Task instructions:
A – Return the passage from the talk-page exchange on training materials, from "Thanks for the" up to and including "19:03, 1 September 2018 (UTC)".
B – In the talk-page exchange on training materials, condense the paragraph beginning "Hi Rod, good to see you again" into a short bulleted list that keeps its main facts.

Selected extract:
Thanks for the pointer today to For trainers/Sample sessions - did you say there are sample powerpoints somewhere which can be adapted.?— Rod talk 15:48, 1 September 2018 (UTC)

Hi Rod, good to see you again. I never use Powerpoint; everything I project onto a screen is live images from a browser. The idea is that you or an assistant demonstrate the edit and the trainees can copy or modify what you've done. If you want pre-made materials, follow the links from https://outreachdashboard.wmflabs.org/training. There's loads of stuff linked there, but the quality is uneven, and there are far too many unwarranted assumptions made about how people learn. You may find some gems among the rest of the stuff, though. Cheers --RexxS (talk) 19:03, 1 September 2018 (UTC)

Input data:
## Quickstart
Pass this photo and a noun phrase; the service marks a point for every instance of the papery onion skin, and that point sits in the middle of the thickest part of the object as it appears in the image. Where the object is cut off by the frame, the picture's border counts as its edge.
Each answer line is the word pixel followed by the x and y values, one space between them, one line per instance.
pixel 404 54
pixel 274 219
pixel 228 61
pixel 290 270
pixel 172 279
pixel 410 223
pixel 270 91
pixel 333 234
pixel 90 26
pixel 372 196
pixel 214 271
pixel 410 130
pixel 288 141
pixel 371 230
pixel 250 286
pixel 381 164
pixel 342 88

Written answers:
A –
Thanks for the pointer today to For trainers/Sample sessions - did you say there are sample powerpoints somewhere which can be adapted.?— Rod talk 15:48, 1 September 2018 (UTC)

Hi Rod, good to see you again. I never use Powerpoint; everything I project onto a screen is live images from a browser. The idea is that you or an assistant demonstrate the edit and the trainees can copy or modify what you've done. If you want pre-made materials, follow the links from https://outreachdashboard.wmflabs.org/training. There's loads of stuff linked there, but the quality is uneven, and there are far too many unwarranted assumptions made about how people learn. You may find some gems among the rest of the stuff, though. Cheers --RexxS (talk) 19:03, 1 September 2018 (UTC)

B –
- Never uses PowerPoint; everything projected is live images from a browser.
- The trainer or an assistant demonstrates the edit, and trainees copy or modify it.
- Pre-made materials are linked from https://outreachdashboard.wmflabs.org/training.
- Their quality is uneven, with many unwarranted assumptions about how people learn, though some gems may be found.